Stated problem:
Rewrite the listing from its first line through the line containing "x=547, y=324", inclusive, replacing "instance" with "occurrence" and changing nothing else.

Material for the task:

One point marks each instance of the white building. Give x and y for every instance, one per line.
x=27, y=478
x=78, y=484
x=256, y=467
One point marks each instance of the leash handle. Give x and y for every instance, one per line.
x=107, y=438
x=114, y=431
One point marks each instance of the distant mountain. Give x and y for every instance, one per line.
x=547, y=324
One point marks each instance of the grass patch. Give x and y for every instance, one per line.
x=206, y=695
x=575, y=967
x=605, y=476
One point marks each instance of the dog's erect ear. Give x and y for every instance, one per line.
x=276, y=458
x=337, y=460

Finished answer:
One point marks each occurrence of the white building. Give x and y for every occurrence, one per line.
x=27, y=478
x=78, y=484
x=256, y=467
One point marks each occurrence of the leash handle. Give x and y for every occurrence, one per line.
x=107, y=438
x=114, y=431
One point marks each occurrence of the distant mountain. Give x and y for every occurrence, one per line.
x=547, y=324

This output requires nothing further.